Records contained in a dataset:

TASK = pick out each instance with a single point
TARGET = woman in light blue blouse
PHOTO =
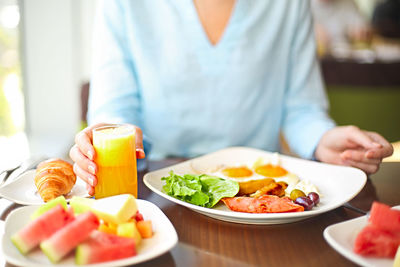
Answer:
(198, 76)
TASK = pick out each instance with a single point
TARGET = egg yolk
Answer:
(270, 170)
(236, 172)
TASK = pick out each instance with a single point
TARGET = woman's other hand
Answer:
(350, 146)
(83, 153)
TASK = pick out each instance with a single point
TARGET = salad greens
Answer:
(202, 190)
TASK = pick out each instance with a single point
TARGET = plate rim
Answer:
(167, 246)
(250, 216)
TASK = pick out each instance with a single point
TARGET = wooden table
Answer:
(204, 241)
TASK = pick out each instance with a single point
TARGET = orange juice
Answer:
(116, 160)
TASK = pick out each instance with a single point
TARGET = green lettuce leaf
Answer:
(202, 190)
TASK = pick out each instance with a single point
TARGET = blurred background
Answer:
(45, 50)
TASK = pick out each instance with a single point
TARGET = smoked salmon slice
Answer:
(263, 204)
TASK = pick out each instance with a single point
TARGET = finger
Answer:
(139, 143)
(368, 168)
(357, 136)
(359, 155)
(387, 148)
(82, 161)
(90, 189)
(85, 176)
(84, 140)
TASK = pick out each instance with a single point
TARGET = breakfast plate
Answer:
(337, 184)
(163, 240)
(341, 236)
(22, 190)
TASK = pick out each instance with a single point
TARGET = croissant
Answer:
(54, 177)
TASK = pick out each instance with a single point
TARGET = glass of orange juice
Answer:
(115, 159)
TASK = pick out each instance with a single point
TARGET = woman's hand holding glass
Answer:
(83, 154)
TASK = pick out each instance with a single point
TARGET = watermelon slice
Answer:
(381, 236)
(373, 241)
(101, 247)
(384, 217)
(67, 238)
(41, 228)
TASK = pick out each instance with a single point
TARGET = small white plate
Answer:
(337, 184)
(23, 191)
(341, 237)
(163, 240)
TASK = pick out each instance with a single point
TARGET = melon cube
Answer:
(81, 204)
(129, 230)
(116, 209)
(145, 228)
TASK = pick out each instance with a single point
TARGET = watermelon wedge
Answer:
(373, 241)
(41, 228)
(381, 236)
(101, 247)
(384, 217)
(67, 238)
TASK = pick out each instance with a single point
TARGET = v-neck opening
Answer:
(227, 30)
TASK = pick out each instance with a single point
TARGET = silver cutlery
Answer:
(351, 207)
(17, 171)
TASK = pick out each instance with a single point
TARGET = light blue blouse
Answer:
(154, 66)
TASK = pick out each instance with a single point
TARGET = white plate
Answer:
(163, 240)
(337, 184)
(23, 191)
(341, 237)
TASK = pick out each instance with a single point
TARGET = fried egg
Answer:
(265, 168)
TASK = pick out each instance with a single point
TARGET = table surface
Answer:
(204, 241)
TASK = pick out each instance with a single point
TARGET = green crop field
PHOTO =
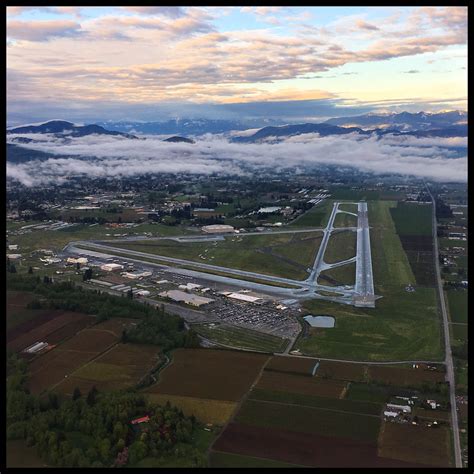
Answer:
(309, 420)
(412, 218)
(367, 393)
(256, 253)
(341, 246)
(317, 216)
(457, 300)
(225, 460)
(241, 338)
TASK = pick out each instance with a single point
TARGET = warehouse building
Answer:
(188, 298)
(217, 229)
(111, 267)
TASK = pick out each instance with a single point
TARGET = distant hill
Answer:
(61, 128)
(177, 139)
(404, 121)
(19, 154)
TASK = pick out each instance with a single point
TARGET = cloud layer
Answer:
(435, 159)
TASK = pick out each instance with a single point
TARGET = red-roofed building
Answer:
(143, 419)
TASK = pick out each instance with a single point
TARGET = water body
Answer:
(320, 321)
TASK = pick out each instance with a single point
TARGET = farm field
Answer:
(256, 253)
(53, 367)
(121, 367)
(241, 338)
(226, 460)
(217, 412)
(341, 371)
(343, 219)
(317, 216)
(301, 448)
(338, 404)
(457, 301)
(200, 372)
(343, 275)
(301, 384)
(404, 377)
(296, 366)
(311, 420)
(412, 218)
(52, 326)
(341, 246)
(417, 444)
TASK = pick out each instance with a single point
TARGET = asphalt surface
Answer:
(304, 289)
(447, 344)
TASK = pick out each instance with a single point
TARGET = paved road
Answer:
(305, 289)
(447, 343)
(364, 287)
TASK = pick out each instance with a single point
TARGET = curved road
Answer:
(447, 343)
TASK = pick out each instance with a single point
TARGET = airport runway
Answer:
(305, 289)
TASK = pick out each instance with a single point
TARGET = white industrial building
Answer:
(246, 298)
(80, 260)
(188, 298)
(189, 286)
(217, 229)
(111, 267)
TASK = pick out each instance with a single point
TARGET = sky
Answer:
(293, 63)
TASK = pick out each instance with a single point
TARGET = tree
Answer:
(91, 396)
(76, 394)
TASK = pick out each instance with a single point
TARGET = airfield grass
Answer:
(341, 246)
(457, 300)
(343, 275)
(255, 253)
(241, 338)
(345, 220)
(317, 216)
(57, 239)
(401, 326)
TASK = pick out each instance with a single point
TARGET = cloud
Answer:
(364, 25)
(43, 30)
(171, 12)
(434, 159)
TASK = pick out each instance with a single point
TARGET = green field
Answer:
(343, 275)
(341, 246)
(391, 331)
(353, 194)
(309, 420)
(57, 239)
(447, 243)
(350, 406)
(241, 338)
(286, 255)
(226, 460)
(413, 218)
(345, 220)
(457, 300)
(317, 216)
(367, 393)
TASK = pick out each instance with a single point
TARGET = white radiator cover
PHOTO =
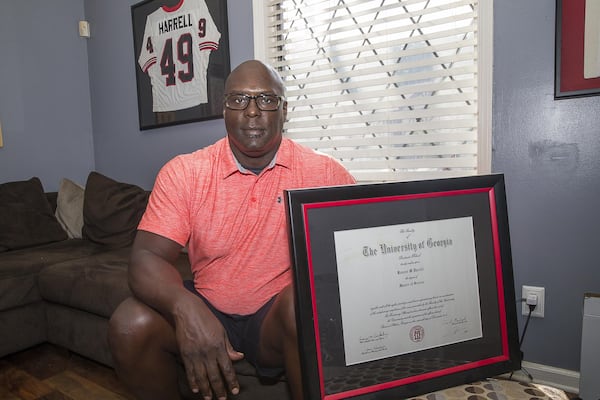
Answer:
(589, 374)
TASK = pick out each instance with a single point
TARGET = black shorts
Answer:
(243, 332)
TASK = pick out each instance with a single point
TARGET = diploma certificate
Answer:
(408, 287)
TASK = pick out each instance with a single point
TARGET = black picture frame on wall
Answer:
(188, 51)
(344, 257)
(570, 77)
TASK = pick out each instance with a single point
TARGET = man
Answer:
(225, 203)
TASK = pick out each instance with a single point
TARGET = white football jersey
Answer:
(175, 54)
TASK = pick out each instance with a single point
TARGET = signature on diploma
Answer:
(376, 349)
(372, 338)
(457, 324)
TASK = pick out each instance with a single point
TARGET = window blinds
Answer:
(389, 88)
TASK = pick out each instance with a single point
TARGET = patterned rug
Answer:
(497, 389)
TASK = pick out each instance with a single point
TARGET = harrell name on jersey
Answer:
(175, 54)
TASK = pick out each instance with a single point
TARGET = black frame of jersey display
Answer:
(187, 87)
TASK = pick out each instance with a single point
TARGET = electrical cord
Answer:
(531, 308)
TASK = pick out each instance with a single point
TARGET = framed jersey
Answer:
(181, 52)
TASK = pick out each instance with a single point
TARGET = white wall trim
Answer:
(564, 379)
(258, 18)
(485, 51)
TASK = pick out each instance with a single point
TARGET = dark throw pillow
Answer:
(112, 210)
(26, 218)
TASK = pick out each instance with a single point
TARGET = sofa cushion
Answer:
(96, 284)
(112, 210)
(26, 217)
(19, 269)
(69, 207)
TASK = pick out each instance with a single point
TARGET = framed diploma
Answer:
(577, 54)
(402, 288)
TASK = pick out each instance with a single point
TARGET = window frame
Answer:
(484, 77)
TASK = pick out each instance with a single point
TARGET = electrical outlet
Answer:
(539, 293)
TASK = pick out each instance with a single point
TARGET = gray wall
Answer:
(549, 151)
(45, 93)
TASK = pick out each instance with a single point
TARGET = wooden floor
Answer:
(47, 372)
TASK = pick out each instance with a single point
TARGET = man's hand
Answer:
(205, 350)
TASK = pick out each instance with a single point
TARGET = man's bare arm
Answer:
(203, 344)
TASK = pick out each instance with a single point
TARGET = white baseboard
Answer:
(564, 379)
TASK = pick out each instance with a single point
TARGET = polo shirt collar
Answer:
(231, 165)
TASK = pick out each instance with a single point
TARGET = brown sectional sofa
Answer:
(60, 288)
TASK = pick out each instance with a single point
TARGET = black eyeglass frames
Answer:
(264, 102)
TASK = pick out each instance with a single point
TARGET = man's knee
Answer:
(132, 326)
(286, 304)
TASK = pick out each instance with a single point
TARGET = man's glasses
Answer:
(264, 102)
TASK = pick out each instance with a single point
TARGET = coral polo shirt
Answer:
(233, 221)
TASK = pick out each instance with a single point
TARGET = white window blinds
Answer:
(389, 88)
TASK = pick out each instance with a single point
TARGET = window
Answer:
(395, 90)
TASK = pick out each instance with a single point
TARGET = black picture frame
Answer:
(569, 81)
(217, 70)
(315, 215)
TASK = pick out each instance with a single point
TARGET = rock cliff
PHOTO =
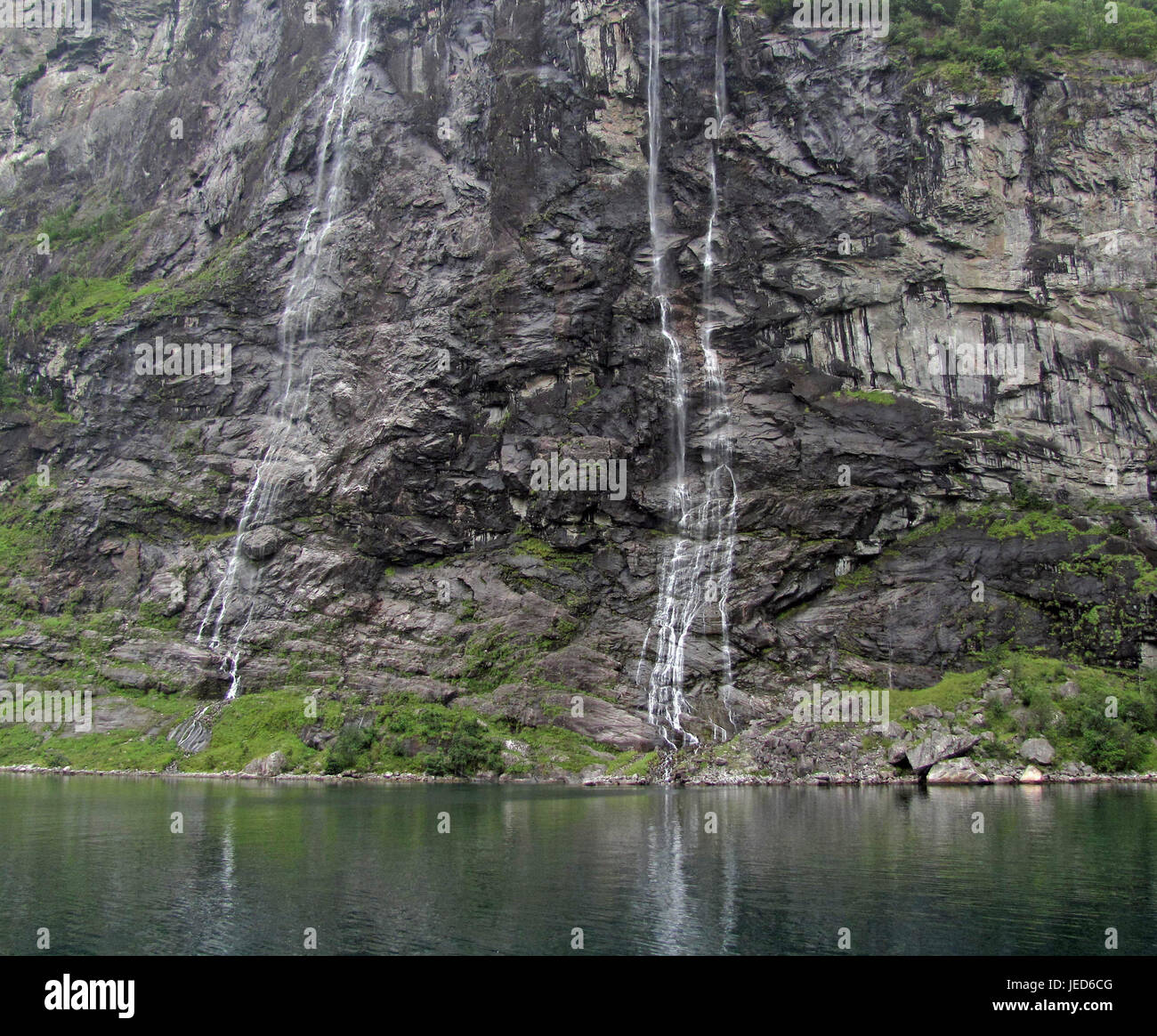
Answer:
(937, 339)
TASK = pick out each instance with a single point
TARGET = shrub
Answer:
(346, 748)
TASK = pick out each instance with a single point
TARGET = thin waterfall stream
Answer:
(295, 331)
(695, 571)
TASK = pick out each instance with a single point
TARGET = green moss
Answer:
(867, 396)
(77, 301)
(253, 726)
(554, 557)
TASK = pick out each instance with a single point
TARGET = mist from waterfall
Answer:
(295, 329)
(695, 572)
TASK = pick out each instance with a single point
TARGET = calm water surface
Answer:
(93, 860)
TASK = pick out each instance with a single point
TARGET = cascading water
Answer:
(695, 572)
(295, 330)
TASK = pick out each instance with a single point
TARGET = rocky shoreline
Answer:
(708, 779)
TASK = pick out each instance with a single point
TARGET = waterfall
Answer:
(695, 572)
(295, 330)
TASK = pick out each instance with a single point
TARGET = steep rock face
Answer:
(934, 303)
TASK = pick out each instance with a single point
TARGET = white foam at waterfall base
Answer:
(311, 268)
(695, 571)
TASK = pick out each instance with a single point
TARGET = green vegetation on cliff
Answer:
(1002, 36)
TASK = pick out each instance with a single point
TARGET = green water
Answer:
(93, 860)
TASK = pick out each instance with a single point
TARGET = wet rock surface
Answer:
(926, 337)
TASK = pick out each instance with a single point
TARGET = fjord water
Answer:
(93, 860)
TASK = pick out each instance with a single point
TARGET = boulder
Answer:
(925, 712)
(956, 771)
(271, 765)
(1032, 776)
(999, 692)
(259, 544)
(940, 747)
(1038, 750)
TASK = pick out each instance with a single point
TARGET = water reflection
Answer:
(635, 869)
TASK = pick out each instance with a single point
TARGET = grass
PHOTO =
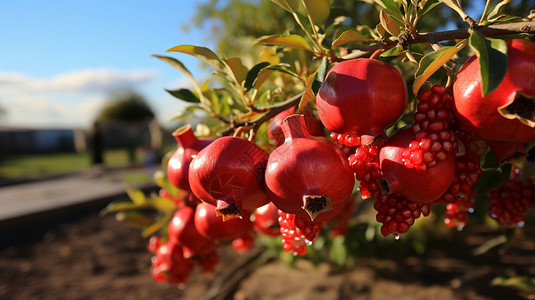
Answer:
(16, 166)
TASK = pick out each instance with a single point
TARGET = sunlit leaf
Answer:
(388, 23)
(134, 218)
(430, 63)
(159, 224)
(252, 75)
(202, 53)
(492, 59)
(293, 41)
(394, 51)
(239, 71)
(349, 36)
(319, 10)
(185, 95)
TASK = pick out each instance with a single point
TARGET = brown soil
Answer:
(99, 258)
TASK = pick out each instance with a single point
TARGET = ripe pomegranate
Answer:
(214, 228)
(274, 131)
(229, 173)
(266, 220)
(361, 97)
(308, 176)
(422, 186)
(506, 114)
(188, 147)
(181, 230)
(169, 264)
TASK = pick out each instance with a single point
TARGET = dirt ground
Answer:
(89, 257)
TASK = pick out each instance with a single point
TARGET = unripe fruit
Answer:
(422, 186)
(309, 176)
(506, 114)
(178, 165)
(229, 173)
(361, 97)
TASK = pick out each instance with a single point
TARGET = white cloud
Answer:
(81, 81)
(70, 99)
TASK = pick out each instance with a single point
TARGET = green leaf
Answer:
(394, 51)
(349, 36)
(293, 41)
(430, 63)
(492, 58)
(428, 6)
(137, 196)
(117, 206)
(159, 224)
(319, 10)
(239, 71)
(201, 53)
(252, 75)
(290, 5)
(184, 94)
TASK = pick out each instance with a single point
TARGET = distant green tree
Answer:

YOUR INSTRUCTIONS >> Sift through the entries and copy every line with "blinds".

EXPECTED ANSWER >>
TARGET = window blinds
TARGET = white window blinds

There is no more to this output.